*What you should do*. Show every line from the entries below that contains the word "hair", copying each line in full.

*Data shown*.
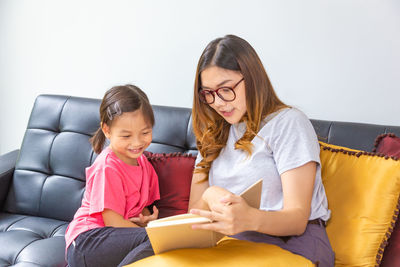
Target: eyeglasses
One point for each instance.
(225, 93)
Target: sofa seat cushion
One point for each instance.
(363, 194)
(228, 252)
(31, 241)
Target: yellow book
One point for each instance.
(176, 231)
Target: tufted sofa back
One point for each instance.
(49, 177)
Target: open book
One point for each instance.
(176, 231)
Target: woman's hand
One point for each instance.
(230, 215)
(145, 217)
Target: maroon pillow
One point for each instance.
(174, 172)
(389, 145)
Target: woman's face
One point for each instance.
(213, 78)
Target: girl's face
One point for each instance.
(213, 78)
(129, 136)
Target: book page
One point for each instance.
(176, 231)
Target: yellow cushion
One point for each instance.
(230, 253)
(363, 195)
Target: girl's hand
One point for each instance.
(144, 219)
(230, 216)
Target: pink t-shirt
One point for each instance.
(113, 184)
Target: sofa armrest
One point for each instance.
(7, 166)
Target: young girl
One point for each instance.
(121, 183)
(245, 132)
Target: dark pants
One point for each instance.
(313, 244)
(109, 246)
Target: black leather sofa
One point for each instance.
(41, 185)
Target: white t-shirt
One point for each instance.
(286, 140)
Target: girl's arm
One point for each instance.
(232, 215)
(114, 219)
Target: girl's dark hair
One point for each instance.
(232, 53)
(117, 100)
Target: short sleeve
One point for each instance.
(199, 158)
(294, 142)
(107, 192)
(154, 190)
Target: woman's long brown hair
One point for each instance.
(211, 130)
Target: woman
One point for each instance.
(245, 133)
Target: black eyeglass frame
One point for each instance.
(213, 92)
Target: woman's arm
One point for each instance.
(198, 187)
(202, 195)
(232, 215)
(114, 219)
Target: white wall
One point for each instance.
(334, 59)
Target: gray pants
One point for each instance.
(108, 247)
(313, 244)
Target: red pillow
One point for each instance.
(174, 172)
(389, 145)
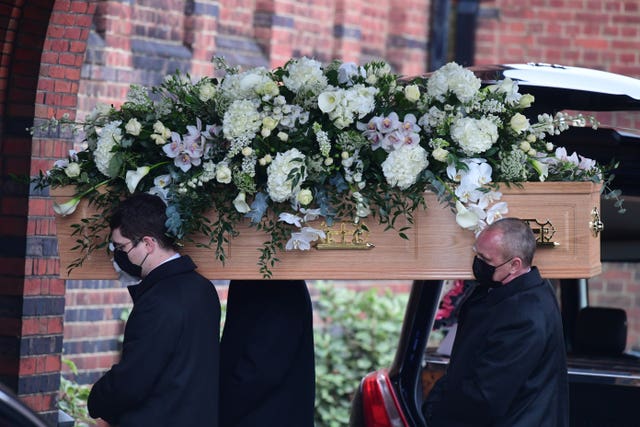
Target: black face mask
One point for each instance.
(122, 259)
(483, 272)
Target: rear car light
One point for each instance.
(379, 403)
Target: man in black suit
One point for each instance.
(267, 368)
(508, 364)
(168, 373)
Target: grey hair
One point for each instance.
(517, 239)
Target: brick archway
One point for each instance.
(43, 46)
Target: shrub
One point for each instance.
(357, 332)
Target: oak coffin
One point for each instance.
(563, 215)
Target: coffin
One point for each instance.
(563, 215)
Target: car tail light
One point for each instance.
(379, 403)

==

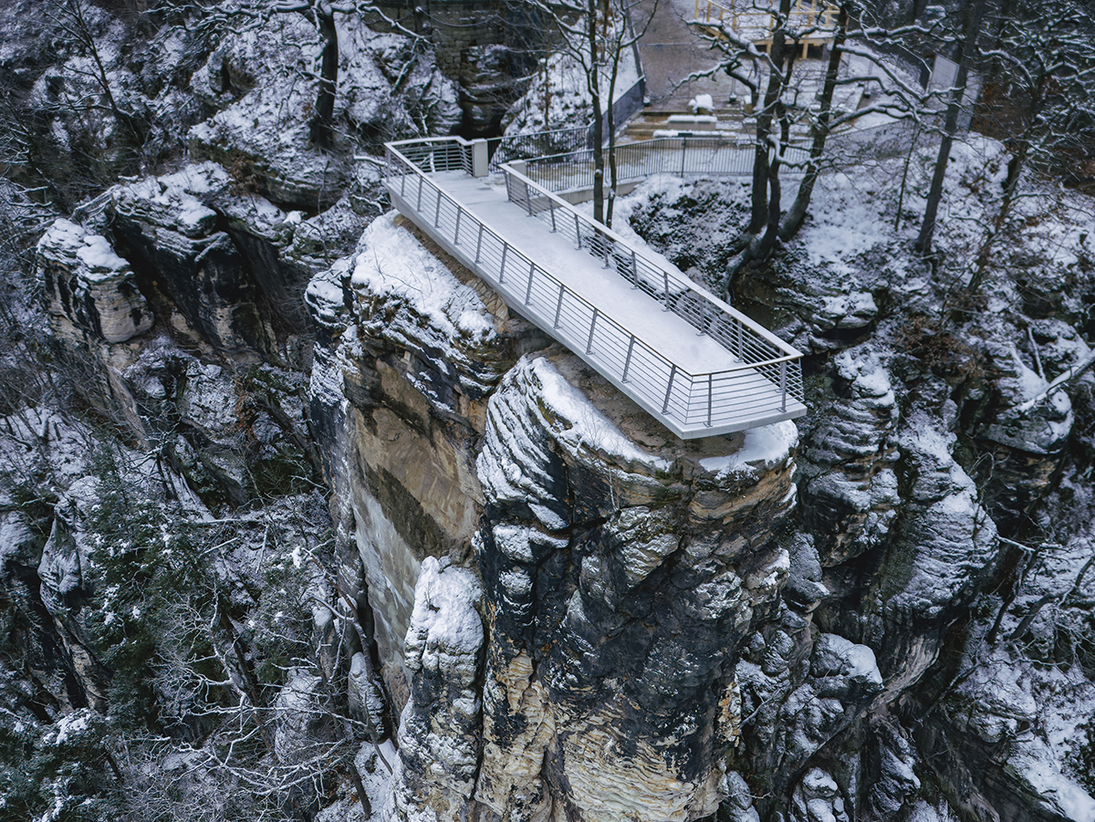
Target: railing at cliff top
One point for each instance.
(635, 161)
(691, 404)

==

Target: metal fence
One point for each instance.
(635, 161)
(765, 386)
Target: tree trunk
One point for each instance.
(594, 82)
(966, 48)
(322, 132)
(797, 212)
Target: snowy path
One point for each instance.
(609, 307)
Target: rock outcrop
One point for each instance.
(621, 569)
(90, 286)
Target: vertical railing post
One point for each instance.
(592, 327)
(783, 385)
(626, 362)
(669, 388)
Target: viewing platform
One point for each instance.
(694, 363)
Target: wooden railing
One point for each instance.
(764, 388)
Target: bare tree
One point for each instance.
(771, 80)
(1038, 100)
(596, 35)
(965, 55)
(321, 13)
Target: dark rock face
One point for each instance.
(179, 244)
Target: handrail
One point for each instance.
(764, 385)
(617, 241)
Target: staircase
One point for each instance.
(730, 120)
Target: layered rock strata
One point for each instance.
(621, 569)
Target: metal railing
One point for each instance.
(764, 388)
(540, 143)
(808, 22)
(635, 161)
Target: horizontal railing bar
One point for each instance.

*Response to the task*.
Target: girl's dark hair
Target: woman's long brown hair
Target: grey hair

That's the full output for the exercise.